◆ Selected passage ◆
# # # # #

Introduction
Note: This specification is only a thought experiment, inspired by the EPUB+WEB White Paper (by the W3C Digital Publishing Interest Group and the IDPF) and by concerns about the complexity of EPUB3. Please join the Digital Publishing Interest Group and IDPF to help bring about a better future for ebooks.
A book, in the digital world, is a reading mode, not a file format. The Open Web Platform provides us with most of what we need for the content, style, and behavior of a publication. EPUB Zero aims to make publications just another part of the web.
EPUB3 is complex. It requires numerous custom XML vocabularies, and massive repetition of content. Developing a reading system for EPUB3 is a herculean task, as evidenced by the slow progress of Readium. Our goal is to create a simpler publication format, easier to author, and easy to read in a browser with as little additional technology as possible.
Note: EPUB Zero is not just for books, but any packaged web content. We will use the term publication to describe books, magazines, journals, manuals, reference documents, corporate documents, articles, etc.
Note: Any discussion of the definitions of packaged, web, content, book, or document will not be tolerated :)
1. Design goals and rationale
EPUB Zero satisfies the following design goals:
-
Simplicity
-
“Webbiness”
-
Built from HTML and CSS and JSON as much as possible
-
Uses existing, forward-looking standards whenever possible
-
Don’t repeat yourself
-
Built for the convenience of the author and reader rather than the implementor
-
Aims to use the browser as reading system
Note: The ultimate test of this specification is whether we can build a reading system on top of an ordinary browser with only a bit of JS.
2. Overview
EPUB Zero is yet another ebook format, which isn’t just “based on” HTML like EPUB, but is HTML. Where possible, we use HTML solutions to achieve book-like functionality. It appears to be possible to do this using mostly-existing web technology:
-
Online/offline reading via Service Workers
-
Pagination via prollyfills
-
Installable via application manifest
-
Access to navigation document via sidebar link relation
But each of these features are problematic. As this document evolves, we hope to propose alternatives.
2.1. Comparison of EPUB 3 and EPUB Zero
Feature | EPUB 3 | EPUB+WEB | EPUB Zero |
---|---|---|---|
Package Document | manifest, reading order, metadata in XML vocabulary | simplified JSON package file | unnecessary? |
Reading Order | spine element in package file | JSON spine | link rel=next in HTML |
Navigation Document | required nav, optional ncx | required nav | required nav |
Linking | EPUB CFI | EPUB CFI? | TK |
Publication Metadata | custom XML format inside package file | JSON package + external file in any vocabulary | external file in any vocabulary |
Content Documents | XHTML5, SVG | HTML5, SVG | HTML5, SVG |
Fixed Layout | viewport in HTML + configuration in package | ? | just don’t even |
Style | subset of CSS | any CSS | any CSS |
Multimedia | html audio and video, mp3 and mp4 are core media types | ? | Anything supported by the browser |
Fonts | OTF and WOFF | ? | Anything supported by the browser |
Scripting | optional, recommend container constrained | ? | required for offline reading |
Text-to-speech | Media overlays/SMIL | TK | TK |
Container | OCF | ? | ? |
Manifest | OCF manifest | JSON manifest | nav + web app manifest? |
Offline reading | dependent on reading system | dependent on reading system | Service Workers |
3. EPUB Zero documents
3.1. Content documents
An EPUB Zero content document is an HTML5 document.

# # # # #

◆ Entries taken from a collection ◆
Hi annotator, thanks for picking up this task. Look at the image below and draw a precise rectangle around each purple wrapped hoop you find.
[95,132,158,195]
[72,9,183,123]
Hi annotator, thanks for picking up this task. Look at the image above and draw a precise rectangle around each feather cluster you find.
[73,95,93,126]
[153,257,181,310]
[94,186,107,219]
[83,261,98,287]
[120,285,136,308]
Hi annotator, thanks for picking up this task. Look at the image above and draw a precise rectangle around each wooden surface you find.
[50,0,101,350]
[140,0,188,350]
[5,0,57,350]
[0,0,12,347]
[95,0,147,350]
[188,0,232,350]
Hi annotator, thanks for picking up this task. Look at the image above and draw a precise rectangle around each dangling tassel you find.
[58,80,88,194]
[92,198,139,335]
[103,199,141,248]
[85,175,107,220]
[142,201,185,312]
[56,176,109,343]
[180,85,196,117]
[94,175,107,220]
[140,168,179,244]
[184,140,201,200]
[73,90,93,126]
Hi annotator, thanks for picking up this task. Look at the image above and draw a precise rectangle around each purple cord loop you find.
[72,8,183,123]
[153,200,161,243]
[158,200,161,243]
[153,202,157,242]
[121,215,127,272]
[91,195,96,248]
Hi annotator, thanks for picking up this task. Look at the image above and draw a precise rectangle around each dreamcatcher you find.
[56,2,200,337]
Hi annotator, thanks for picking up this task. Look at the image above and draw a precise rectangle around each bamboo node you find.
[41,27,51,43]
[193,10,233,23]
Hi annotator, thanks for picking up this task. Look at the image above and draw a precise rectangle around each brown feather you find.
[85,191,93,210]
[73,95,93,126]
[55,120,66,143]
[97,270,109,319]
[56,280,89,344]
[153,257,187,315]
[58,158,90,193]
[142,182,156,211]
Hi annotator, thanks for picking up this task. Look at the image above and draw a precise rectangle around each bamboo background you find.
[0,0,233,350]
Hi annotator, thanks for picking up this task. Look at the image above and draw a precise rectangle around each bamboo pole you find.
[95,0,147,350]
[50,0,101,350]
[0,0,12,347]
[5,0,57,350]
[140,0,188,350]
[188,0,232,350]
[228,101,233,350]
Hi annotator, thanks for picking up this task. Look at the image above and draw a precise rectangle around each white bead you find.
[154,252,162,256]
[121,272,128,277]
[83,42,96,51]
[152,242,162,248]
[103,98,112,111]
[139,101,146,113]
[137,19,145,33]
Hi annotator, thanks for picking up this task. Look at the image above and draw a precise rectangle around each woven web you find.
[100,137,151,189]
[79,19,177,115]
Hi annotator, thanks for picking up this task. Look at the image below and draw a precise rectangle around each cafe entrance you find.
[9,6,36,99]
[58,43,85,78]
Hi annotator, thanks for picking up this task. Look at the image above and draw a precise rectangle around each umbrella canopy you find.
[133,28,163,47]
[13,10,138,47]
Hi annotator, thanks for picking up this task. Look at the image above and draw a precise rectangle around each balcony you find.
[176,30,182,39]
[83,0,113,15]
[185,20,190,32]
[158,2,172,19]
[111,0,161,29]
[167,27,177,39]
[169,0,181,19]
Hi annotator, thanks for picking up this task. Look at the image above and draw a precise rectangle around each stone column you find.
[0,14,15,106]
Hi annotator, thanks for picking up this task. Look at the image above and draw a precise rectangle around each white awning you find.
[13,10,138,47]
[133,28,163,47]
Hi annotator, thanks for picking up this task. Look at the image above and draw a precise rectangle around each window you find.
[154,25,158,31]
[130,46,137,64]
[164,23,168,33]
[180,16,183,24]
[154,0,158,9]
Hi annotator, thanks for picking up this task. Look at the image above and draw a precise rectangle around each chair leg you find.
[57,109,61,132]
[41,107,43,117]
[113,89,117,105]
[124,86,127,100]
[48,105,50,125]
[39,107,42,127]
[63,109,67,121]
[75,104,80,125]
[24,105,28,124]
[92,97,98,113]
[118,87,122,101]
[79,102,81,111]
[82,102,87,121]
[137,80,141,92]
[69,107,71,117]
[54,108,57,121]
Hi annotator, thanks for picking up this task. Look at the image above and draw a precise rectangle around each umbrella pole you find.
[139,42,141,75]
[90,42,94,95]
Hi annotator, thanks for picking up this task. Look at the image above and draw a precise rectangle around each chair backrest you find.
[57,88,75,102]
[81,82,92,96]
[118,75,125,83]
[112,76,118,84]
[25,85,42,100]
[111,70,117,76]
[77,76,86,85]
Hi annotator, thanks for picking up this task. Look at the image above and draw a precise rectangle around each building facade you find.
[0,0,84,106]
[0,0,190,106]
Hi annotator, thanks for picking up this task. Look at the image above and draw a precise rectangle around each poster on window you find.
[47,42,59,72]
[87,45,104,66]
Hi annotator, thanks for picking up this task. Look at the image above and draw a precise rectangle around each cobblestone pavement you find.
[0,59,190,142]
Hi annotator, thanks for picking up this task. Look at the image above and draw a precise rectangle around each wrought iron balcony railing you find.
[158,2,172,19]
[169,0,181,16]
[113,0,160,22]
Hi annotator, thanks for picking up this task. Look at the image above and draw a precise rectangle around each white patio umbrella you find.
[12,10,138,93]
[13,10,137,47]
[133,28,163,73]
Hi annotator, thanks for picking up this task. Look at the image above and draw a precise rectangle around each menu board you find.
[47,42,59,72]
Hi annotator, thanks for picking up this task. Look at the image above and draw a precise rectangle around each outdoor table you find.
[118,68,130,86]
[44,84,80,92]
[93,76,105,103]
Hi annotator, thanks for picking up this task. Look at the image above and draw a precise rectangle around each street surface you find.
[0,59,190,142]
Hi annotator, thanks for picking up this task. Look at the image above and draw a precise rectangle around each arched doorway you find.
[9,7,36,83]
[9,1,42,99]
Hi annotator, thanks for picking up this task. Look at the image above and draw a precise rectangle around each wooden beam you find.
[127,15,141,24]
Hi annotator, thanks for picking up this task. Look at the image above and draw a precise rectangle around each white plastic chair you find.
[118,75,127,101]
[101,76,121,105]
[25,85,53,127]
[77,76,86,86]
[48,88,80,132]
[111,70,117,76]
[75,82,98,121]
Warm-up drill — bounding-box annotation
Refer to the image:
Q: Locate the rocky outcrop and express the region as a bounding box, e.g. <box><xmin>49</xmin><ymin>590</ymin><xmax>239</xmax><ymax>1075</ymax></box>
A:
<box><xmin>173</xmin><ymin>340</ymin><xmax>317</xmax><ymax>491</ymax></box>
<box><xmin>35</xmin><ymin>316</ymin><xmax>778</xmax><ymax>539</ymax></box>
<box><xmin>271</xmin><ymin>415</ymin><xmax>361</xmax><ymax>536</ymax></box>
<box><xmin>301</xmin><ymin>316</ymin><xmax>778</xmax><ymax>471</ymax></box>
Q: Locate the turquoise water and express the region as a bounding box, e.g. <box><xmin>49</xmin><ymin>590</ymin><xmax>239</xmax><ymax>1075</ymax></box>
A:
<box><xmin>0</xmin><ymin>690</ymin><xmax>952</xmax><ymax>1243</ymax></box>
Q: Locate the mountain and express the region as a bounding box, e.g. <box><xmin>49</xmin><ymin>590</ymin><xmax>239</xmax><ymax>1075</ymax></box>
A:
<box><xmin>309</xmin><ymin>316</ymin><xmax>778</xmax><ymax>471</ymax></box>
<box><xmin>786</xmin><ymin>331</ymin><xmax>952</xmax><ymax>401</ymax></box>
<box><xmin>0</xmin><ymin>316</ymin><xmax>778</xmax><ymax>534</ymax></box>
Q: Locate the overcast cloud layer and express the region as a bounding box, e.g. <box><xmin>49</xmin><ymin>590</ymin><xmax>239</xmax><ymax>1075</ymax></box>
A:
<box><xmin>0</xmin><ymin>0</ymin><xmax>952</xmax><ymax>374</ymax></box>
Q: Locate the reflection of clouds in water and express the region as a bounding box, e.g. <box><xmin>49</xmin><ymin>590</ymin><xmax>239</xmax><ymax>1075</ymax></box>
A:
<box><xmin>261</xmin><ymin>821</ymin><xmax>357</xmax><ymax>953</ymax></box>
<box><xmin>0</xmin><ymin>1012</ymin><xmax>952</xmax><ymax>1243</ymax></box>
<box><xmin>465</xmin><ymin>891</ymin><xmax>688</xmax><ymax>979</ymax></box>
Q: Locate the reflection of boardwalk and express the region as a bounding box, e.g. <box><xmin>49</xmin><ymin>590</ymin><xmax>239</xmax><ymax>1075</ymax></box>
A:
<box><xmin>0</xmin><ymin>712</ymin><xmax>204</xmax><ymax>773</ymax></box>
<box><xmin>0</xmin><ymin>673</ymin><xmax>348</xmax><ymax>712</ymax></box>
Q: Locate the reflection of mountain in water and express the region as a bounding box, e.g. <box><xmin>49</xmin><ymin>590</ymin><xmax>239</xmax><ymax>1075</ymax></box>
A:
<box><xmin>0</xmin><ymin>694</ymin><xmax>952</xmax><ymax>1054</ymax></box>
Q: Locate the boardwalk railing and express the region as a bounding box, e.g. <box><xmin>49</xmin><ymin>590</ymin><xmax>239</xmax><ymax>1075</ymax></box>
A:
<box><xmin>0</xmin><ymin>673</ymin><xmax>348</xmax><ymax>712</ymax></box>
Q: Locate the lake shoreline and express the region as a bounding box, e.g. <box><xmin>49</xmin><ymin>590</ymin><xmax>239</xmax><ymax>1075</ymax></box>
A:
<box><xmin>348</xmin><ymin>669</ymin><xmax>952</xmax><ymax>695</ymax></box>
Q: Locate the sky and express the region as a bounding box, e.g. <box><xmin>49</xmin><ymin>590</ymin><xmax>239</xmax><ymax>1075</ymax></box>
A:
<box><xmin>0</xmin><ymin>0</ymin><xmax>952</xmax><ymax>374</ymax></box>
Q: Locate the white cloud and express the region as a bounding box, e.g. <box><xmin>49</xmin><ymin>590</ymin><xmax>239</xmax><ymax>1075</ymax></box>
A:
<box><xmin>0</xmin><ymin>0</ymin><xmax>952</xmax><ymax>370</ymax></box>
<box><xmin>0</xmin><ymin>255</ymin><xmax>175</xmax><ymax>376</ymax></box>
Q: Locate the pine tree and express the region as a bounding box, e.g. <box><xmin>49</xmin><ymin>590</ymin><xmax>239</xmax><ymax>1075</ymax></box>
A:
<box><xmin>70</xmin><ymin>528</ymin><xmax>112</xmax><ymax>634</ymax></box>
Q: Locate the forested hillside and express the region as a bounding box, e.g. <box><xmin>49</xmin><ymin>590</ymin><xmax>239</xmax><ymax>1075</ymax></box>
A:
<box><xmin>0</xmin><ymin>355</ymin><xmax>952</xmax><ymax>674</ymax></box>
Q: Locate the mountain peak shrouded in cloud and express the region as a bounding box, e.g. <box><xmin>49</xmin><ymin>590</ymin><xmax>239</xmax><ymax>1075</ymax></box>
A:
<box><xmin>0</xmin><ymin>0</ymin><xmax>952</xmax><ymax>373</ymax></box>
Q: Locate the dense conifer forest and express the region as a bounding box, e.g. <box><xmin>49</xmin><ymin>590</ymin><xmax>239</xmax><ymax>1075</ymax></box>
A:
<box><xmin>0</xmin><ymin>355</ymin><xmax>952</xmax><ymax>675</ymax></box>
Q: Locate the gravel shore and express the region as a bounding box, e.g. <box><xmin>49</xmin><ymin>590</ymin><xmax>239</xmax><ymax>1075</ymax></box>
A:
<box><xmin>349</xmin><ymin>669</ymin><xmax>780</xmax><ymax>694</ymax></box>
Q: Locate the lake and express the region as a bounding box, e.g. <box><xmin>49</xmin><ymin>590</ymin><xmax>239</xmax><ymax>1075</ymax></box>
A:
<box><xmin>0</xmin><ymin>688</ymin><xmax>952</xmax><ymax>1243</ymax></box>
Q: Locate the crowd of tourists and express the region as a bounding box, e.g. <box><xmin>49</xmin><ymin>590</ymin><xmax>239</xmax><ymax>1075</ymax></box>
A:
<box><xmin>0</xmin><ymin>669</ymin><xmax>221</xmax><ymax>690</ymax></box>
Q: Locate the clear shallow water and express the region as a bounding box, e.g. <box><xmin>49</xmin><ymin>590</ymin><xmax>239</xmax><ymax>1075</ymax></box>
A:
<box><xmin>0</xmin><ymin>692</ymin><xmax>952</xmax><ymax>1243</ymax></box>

# # # # #

◆ Challenge ◆
Reproduce the EPUB Zero text above between "EPUB3 is complex." and "be tolerated :)", inclusive.

◆ Answer for this exercise ◆
EPUB3 is complex. It requires numerous custom XML vocabularies, and massive repetition of content. Developing a reading system for EPUB3 is a herculean task, as evidenced by the slow progress of Readium. Our goal is to create a simpler publication format, easier to author, and easy to read in a browser with as little additional technology as possible.
Note: EPUB Zero is not just for books, but any packaged web content. We will use the term publication to describe books, magazines, journals, manuals, reference documents, corporate documents, articles, etc.
Note: Any discussion of the definitions of packaged, web, content, book, or document will not be tolerated :)